### Exercise aim
Output the data below in full, character for character.

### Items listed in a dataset
—————
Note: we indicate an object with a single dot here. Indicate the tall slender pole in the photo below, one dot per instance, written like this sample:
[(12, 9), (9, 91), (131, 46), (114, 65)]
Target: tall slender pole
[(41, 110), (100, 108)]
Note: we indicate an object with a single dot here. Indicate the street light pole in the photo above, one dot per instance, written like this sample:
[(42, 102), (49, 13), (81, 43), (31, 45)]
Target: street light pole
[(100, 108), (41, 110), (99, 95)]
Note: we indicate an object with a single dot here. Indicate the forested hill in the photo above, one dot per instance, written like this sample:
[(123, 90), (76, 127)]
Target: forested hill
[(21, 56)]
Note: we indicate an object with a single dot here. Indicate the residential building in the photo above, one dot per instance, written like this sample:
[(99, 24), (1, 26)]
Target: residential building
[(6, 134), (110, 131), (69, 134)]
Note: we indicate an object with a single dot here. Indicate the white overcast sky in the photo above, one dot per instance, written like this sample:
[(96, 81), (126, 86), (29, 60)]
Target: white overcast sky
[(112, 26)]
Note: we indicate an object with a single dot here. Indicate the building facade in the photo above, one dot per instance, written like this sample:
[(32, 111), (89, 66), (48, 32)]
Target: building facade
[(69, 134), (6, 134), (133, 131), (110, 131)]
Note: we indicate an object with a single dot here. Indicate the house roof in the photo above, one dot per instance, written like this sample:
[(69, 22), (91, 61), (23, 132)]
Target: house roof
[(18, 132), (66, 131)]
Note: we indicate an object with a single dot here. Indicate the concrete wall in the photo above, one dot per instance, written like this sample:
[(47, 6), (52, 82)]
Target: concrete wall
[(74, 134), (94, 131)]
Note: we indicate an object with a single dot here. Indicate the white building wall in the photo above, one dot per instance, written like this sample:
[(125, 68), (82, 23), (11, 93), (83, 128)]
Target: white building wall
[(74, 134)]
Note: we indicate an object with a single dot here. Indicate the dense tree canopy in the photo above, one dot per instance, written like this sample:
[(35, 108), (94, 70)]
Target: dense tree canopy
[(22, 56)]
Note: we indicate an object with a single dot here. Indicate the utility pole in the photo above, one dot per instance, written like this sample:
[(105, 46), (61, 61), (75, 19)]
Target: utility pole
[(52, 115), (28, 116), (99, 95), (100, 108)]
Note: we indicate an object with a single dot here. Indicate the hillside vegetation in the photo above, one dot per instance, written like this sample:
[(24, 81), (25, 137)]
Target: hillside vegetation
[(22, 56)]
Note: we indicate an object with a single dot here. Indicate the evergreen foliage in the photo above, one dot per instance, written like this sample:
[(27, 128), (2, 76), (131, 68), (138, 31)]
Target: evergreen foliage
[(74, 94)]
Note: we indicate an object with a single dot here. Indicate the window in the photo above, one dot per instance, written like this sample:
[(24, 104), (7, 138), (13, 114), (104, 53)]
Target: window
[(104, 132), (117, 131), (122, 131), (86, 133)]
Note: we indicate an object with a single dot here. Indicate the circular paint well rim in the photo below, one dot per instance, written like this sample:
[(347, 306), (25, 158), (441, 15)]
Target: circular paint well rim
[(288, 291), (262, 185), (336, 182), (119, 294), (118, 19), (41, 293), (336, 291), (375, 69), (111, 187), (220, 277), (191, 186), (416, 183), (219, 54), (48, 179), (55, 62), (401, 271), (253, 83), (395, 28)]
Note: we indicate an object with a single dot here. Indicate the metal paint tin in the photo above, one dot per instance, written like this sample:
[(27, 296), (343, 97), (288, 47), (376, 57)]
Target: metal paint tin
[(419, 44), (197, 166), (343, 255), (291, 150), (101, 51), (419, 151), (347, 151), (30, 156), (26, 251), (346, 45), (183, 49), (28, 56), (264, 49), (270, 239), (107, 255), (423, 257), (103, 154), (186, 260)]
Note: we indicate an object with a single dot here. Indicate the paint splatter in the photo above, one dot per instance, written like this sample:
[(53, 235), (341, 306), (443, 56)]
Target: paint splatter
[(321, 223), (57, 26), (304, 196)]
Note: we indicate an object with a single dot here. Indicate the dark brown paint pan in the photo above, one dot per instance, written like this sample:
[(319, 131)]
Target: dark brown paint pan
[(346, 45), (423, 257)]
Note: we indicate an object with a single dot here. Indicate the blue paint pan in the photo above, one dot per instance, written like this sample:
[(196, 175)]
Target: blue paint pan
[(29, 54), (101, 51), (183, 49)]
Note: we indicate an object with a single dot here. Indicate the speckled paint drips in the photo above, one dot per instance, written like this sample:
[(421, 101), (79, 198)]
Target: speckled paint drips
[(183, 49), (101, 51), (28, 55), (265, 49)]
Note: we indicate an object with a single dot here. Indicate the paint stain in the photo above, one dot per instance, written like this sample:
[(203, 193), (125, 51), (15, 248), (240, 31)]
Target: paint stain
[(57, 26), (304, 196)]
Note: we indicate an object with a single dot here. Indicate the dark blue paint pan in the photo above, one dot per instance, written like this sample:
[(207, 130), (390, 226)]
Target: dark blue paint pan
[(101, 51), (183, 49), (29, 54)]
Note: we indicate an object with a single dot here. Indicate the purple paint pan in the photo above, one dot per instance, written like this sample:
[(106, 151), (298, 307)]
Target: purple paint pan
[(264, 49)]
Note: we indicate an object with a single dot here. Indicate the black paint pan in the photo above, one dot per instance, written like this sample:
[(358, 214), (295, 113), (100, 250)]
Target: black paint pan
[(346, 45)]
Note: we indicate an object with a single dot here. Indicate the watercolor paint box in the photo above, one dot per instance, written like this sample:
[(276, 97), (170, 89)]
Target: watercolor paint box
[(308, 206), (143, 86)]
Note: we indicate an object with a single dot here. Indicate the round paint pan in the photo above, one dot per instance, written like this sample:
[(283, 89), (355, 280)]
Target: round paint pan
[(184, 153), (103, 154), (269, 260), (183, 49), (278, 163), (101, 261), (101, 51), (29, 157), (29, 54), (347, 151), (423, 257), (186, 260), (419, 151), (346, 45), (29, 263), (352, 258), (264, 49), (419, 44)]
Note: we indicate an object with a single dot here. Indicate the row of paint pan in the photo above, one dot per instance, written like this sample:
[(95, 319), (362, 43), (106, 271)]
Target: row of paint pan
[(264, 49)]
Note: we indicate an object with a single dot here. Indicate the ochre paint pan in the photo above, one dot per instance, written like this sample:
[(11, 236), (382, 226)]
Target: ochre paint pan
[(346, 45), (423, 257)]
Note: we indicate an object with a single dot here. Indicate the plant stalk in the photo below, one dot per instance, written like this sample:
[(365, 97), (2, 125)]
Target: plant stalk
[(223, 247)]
—————
### Result of the task
Note: we indicate an object with a single dot here. Indicate the tall slender pole in the photo below, one dot per instance, written like this sample:
[(12, 9), (9, 91), (131, 46), (114, 65)]
Target: tall slender pole
[(41, 110), (100, 108)]
Note: we indicate an object with a single dot here. Indicate the street light pole in the photo above, one dot per instance, written like this sample:
[(42, 102), (49, 13), (81, 43), (31, 45)]
Target: street light pole
[(100, 108), (41, 110), (99, 95)]
Note: we indicate an object with a single dot here. Indicate the forested hill in the photo above, one dot per instance, written like this sample:
[(123, 90), (76, 127)]
Target: forested hill
[(21, 56)]
Note: we indicate an object with a single dot here. Indicate the residential building in the photo above, one dot per instance, written like this sample:
[(99, 24), (1, 26)]
Target: residential building
[(6, 134), (110, 131), (69, 134)]
Note: we indicate an object with a single dot here. Indicate the white overcast sky in the photo above, one dot per instance, written like this sample:
[(96, 81), (126, 86), (29, 60)]
Target: white overcast sky
[(112, 26)]
Note: we indicate an object with a single dot here. Indicate the building facade in the photo above, one dot per instance, written like this sample:
[(32, 111), (89, 66), (48, 32)]
Target: building facade
[(69, 134), (6, 134), (133, 131), (110, 131)]
Note: we indicate an object with a single dot here. Indicate the house roof in the photo above, one dot per instance, written like this sample:
[(69, 22), (91, 61), (23, 132)]
Target: house roof
[(18, 132), (66, 131)]
Note: we indicate an object with a single dot here. Indicate the concrete wall in the photo above, one dot per instance, written like this sample:
[(47, 6), (52, 82)]
Target: concrete wall
[(74, 134), (94, 131)]
Note: we indicate an object with a single dot here. Indicate the white building wall in the photo above, one dot per instance, written like this sample:
[(125, 68), (82, 23), (11, 93), (83, 128)]
Target: white building wall
[(74, 134)]
Note: we indicate an object with a single dot here. Indicate the dense tree canopy in the photo above, one dot per instance, written like this sample:
[(35, 108), (94, 70)]
Target: dense tree canopy
[(22, 56)]
Note: we indicate an object with a single dot here. Indicate the utility pole in the photo above, one dot per instance, written like this sample:
[(105, 46), (61, 61), (75, 19)]
Target: utility pole
[(52, 115), (28, 116), (99, 95), (100, 108)]
Note: we indicate an object with a single dot here. Indicate the hillside vegetation in the photo above, one dot per instance, written like this sample:
[(24, 81), (25, 137)]
Target: hillside vegetation
[(22, 56)]
Note: we indicate an object with a single dot here. Indicate the evergreen foliage in the photo above, one dot per instance, written like this sample:
[(27, 128), (2, 76), (131, 68), (138, 31)]
Target: evergreen foliage
[(74, 94)]
Note: we indicate an object with a single dot here. Indicate the window in the photo above, one dot per instance, written like this sample:
[(24, 104), (7, 138), (13, 114), (104, 53)]
Target: window
[(104, 132), (117, 131), (122, 131), (86, 133)]
Note: we indicate an object with a single dot here. Indicate the circular paint well rim in the photo below, one dot per instance, written like this sample:
[(347, 306), (25, 158), (441, 15)]
Target: circular paint well rim
[(288, 291), (262, 185), (336, 182), (119, 294), (118, 19), (41, 293), (336, 291), (375, 69), (111, 187), (220, 277), (191, 186), (416, 183), (219, 54), (48, 179), (55, 62), (401, 271), (253, 83), (395, 28)]
Note: we indicate an object with a single dot here. Indicate the metal paint tin in the photo above, one dot per instance, written like this sample:
[(27, 296), (343, 97), (288, 47), (376, 57)]
Target: metal paint tin
[(419, 44), (197, 166), (343, 255), (291, 150), (101, 51), (419, 151), (347, 151), (30, 156), (26, 251), (346, 45), (183, 49), (28, 56), (264, 49), (270, 239), (107, 255), (423, 257), (103, 154), (186, 260)]
Note: we indicate an object with a single dot here. Indicate the paint splatter in the photo above, one dot per instance, written like this sample:
[(53, 235), (341, 306), (443, 56)]
Target: paint splatter
[(321, 223), (57, 26), (304, 196)]
Note: we indicate an object with a single dot here. Indicate the dark brown paint pan in the photo above, one dot per instance, written like this sample:
[(319, 131)]
Target: dark brown paint pan
[(346, 45), (423, 257)]
Note: we indicate an object with a single dot here. Indicate the blue paint pan in the photo above, one dot per instance, written like this sample:
[(196, 175)]
Target: blue paint pan
[(29, 54), (101, 51), (183, 49)]
Note: we indicate an object with a single dot here. Indicate the speckled paint drips in the photo above, one dot per instance, written like this sample:
[(421, 101), (79, 198)]
Target: speckled paint drips
[(183, 49), (101, 51), (28, 55), (265, 49)]
Note: we indicate an object with a single dot here. Indicate the paint stain in the photo above, one dot per instance, written like this sample:
[(203, 193), (125, 51), (15, 248), (240, 31)]
Target: paint stain
[(57, 26), (304, 196)]
Note: we indicate an object with a single dot here. Indicate the dark blue paint pan in the photo above, one dot per instance, written like this sample:
[(207, 130), (390, 226)]
Target: dark blue paint pan
[(101, 51), (183, 49), (29, 54)]
Note: we indicate an object with a single dot here. Indicate the purple paint pan in the photo above, one dot per instance, written like this sample:
[(106, 151), (298, 307)]
Target: purple paint pan
[(264, 49)]
Note: we indicate an object with a single dot here. Indicate the black paint pan in the photo above, one dot per instance, written like this sample:
[(358, 214), (295, 113), (100, 250)]
Target: black paint pan
[(346, 45)]
Note: we indicate an object with a single dot here. Indicate the watercolor paint box in the photo above, one dot per instance, written like this sample:
[(276, 97), (170, 89)]
Target: watercolor paint box
[(308, 206), (143, 86)]
Note: we indicate an object with a single dot here. Indicate the round paint pan in the photo above, one dot per instance, written like this sample:
[(283, 89), (355, 280)]
Target: round paint pan
[(184, 153), (103, 154), (269, 260), (183, 49), (278, 163), (101, 261), (101, 51), (29, 157), (29, 54), (347, 151), (423, 257), (186, 260), (419, 151), (346, 45), (29, 263), (352, 258), (264, 49), (419, 44)]
Note: we indicate an object with a single dot here. Indicate the row of paint pan in the photo above, one dot per instance, written like this sample:
[(95, 319), (362, 43), (106, 271)]
Target: row of paint pan
[(264, 49)]
Note: we indicate an object with a single dot here. Indicate the ochre paint pan in the photo above, one dot per instance, written like this sample:
[(11, 236), (382, 226)]
Target: ochre paint pan
[(346, 45), (423, 257)]
Note: we indicate an object with a single dot here. Indicate the plant stalk in the photo below, one dot per instance, written like this sample:
[(365, 97), (2, 125)]
Target: plant stalk
[(223, 247)]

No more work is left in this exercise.